**THE TASK**
Each line from the one containing "Where is each instance of the tree in" through the final line of the records is to be repeated exactly, with no additions.

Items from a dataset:
________
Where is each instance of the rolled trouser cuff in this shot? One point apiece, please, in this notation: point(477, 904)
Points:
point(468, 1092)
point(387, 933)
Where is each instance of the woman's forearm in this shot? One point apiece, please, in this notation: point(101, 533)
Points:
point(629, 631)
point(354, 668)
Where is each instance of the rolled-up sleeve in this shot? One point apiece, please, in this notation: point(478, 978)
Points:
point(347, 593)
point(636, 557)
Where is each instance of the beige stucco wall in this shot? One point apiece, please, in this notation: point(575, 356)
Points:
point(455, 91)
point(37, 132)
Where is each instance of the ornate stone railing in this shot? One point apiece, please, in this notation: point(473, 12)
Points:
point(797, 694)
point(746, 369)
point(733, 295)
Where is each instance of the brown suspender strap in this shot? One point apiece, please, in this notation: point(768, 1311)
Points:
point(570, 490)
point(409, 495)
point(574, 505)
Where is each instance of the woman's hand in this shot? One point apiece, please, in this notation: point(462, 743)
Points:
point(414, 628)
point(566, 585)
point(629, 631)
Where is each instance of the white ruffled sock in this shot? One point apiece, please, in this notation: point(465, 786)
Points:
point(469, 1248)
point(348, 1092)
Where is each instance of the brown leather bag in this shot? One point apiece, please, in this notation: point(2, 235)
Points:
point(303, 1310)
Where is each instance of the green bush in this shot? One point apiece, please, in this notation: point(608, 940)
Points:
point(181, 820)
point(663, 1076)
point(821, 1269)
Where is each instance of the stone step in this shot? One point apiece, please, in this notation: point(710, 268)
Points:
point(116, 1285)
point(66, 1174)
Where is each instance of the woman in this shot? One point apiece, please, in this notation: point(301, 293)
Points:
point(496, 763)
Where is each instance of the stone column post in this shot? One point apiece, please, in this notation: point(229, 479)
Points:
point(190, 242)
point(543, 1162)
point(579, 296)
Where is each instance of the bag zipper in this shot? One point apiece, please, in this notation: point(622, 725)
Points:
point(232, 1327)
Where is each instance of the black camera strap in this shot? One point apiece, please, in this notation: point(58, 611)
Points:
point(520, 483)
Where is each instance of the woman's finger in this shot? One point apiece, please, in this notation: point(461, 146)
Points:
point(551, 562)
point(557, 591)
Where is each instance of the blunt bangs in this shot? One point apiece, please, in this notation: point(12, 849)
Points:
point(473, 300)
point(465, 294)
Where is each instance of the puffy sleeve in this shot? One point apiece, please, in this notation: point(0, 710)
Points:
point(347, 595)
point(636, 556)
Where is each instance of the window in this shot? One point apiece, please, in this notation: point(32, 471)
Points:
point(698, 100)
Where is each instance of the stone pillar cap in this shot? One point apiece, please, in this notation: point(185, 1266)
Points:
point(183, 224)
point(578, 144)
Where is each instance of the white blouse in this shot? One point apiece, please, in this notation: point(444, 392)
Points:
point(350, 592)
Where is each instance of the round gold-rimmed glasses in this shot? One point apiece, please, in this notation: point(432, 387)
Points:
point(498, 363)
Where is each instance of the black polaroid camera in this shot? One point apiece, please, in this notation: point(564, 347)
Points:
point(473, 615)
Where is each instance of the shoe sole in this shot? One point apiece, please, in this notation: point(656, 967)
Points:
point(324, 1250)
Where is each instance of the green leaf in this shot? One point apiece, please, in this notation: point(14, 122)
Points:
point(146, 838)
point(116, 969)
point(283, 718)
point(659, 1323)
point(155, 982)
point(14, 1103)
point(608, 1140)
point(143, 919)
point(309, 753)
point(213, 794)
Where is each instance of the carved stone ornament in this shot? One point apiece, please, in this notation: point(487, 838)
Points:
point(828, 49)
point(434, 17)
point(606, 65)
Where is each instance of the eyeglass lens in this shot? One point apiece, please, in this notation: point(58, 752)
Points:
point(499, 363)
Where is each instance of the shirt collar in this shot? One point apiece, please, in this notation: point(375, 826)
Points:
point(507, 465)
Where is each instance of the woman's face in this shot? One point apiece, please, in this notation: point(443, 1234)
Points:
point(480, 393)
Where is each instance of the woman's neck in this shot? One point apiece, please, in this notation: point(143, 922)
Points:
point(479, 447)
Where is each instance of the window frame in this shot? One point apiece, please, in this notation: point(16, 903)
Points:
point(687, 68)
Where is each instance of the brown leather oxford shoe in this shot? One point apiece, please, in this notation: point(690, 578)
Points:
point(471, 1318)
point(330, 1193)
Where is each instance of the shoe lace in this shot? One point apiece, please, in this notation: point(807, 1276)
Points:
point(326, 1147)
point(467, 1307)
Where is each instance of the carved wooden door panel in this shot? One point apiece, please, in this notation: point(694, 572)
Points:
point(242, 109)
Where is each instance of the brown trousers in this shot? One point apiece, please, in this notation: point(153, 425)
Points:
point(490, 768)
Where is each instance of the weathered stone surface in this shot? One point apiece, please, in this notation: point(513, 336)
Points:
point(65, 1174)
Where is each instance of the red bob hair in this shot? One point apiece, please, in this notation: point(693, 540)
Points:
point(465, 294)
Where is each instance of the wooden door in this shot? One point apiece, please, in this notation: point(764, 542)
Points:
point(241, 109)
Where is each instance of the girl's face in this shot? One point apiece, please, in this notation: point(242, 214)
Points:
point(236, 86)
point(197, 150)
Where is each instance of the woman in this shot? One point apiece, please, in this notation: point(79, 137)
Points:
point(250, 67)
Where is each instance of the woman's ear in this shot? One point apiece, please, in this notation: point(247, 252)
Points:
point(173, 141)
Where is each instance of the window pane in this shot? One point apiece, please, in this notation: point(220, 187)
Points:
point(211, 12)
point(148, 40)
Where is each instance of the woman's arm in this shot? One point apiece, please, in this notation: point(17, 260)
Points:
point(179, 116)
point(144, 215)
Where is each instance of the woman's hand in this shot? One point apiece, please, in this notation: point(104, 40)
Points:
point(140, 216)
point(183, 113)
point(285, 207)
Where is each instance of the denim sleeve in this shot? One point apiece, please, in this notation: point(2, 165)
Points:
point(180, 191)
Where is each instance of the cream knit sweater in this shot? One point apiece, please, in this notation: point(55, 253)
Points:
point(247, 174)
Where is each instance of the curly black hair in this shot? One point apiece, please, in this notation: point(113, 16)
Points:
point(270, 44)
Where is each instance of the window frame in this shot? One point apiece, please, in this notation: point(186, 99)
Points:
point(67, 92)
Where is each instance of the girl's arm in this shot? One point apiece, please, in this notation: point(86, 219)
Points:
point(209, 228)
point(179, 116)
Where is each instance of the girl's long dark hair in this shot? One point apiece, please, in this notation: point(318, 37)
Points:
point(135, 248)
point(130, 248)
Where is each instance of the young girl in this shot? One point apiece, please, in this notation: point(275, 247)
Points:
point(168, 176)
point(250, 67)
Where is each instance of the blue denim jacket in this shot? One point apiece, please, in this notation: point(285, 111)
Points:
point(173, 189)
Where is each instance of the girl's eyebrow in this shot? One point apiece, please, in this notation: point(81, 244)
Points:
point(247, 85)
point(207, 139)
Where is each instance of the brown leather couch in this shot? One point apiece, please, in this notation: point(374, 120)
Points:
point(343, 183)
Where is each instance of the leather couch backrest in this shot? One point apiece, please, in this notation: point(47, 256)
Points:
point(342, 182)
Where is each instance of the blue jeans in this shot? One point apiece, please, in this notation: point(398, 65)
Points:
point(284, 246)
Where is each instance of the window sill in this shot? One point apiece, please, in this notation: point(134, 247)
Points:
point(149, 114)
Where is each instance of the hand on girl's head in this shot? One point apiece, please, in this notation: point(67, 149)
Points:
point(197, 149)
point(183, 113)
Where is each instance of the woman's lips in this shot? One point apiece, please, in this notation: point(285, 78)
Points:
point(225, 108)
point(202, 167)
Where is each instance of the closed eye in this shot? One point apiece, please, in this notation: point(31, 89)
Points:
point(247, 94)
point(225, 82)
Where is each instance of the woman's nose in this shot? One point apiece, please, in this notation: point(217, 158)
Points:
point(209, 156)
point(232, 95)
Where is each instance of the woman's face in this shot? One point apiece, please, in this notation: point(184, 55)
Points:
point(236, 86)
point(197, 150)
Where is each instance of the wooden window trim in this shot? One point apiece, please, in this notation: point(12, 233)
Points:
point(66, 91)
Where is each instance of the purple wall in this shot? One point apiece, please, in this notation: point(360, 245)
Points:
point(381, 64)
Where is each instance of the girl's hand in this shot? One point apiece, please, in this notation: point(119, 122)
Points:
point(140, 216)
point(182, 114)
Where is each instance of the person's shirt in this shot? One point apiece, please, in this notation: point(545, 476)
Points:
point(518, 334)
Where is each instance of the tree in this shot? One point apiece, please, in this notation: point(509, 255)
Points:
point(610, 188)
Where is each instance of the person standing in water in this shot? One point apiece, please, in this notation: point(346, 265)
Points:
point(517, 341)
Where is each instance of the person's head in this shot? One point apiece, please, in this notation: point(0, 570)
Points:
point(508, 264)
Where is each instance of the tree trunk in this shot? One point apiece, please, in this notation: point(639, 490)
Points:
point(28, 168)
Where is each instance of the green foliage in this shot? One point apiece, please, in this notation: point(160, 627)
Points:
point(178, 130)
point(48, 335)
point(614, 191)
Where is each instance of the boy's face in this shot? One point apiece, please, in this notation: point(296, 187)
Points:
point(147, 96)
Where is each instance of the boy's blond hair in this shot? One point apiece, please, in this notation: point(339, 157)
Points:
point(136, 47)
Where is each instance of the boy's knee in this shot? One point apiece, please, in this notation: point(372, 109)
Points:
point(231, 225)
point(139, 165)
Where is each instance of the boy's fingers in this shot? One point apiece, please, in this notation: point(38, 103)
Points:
________
**RESULT FOR THIS EXERCISE**
Where is each instance of the tree in this shot? One point apiece, please, in this notation: point(509, 255)
Points:
point(610, 188)
Where is each instance of the person standing in water in this shot? One point apiece, please, in this notation: point(346, 265)
Points:
point(517, 341)
Where is each instance of the person's head in this shot? One point apiece, please, in this notation: point(0, 570)
Points:
point(508, 264)
Where is each instance of the tree trunk in this shot? One point apiece, please, in this notation: point(639, 490)
Points:
point(28, 168)
Where is each instance of the green foliage in this shot? One point apiece, please, in this notation: point(160, 627)
Points:
point(178, 130)
point(48, 335)
point(614, 191)
Where is each instance of the boy's face in this shot? One point apiece, please, in this notation: point(296, 187)
Points:
point(147, 96)
Where is each instance of the boy's blond hair in this shot? One point apiece, please, in this notation: point(339, 157)
Points:
point(136, 47)
Where is each instance of the boy's knee in this shot? One point apiece, please, in this notation: point(372, 109)
Points:
point(231, 225)
point(139, 165)
Where is each instance of the boy's fingers in this shot? One point apiece, please, in this notation: point(38, 103)
Points:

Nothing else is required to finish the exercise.